***** Quoted passage *****

Akhilesh Yadav slams BJP over viral video, calls it 'heartless'
Synopsis
Key Takeaways
Samajwadi Party president Akhilesh Yadav launched a sharp attack on the Bharatiya Janata Party on Thursday, 25 June 2026, sharing a post on X that accused a senior BJP leader of behaving in a 'threatening and cold-hearted manner' towards a grieving family in a video that has spread widely online. Yadav said the incident had shattered the carefully constructed public image of the individual concerned and would cost the BJP the support of women voters across the country.

*****

**Task item**
Decide whether each statement below agrees with the news passage on Akhilesh Yadav above, and support each yes or no by quoting the deciding words of the passage: (a) Yadav made his criticism in a post on X. (b) The video shows the BJP leader behaving toward a family that was celebrating. (c) Yadav said the incident would cost the BJP the support of young voters.

***** Provided information *****

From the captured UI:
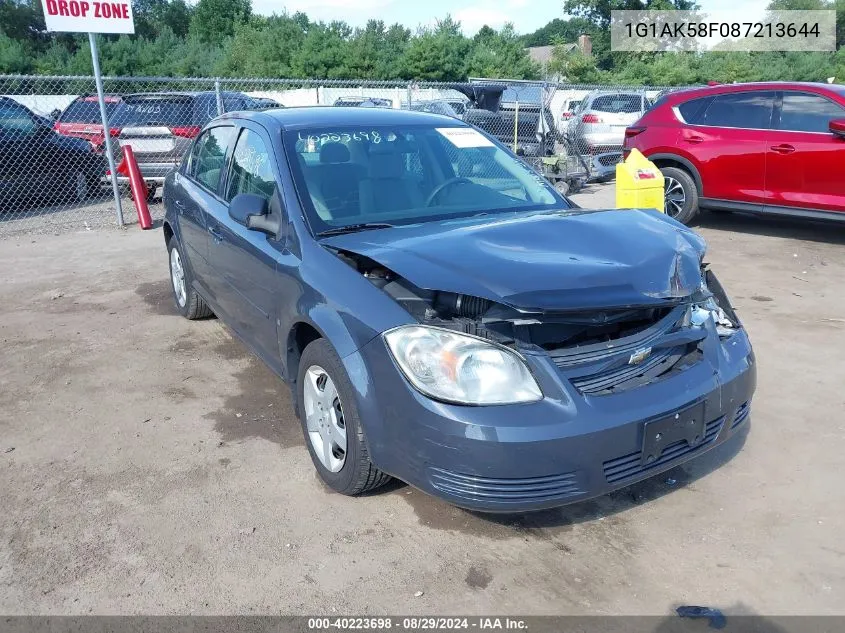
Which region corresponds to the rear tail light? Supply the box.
[625,125,645,140]
[170,125,202,138]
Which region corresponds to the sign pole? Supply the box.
[88,32,123,226]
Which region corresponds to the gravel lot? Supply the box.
[0,186,845,616]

*****

**Answer for the task**
(a) Yes: "sharing a post on X"
(b) No: "towards a grieving family"
(c) No: "would cost the BJP the support of women voters across the country"